▸ **EXTRACT**

▬▬▬▬▬▬▬▬▬▬

Nondumiso Tembe. (Photo by Daniel Rutland Manners)

It was not an easy challenge to accept for the cast.

“There were a lot of holes so we all worked very hard to fill those gaps and make it more rich and dynamic. For me the challenge with Joyce, because she was one-dimensional and didn’t really have a back story; there was the danger of her coming across as a vamp or a man-eater and I was very clear that my greatest nightmare would be for the audience members to walk away from the play thinking she deserved what she got instead of sympathizing with her,” says Tembe.

This was especially important for Tembe because of the current social context in South Africa, where there has been an epidemic of violence against women, and this being a story about femicide, it was critical for her to convey the right message.

▬▬▬▬▬▬▬▬▬▬

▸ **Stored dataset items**
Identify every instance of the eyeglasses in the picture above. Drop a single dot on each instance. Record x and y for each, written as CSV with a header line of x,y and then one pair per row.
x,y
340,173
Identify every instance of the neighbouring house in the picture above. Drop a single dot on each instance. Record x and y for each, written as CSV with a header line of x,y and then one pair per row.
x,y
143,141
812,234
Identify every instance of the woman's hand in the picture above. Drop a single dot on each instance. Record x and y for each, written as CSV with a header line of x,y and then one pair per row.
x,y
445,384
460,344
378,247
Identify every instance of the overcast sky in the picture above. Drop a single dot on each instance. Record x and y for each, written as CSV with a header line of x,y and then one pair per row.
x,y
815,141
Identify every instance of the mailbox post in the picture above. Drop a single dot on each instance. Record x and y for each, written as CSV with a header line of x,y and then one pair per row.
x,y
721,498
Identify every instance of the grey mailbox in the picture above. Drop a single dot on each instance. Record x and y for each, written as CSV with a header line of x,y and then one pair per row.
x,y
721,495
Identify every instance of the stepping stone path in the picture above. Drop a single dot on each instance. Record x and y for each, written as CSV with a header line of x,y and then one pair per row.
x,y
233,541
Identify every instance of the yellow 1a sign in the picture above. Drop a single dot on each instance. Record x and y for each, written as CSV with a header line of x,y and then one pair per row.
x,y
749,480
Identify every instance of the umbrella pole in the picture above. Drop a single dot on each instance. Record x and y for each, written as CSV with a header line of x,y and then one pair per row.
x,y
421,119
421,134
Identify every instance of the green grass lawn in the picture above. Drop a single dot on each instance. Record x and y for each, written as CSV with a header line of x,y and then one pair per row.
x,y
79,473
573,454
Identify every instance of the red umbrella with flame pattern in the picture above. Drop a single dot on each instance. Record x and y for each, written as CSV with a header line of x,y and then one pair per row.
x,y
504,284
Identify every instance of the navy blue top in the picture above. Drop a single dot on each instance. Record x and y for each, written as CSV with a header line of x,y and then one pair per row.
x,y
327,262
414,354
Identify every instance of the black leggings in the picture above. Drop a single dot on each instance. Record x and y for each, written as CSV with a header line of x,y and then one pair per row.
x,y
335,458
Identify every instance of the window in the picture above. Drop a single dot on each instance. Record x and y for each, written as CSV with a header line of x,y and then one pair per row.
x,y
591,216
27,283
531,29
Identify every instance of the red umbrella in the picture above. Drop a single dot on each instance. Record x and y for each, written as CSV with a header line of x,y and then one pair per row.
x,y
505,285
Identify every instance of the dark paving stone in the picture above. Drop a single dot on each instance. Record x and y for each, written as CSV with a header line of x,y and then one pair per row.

▬▬▬▬▬▬▬▬▬▬

▸ **TASK TO COMPLETE**
Can you repeat, word for word, the part of the Nondumiso Tembe extract starting with "This was especially" and going on through "the right message."?

▸ **ANSWER TO THE PROBLEM**
This was especially important for Tembe because of the current social context in South Africa, where there has been an epidemic of violence against women, and this being a story about femicide, it was critical for her to convey the right message.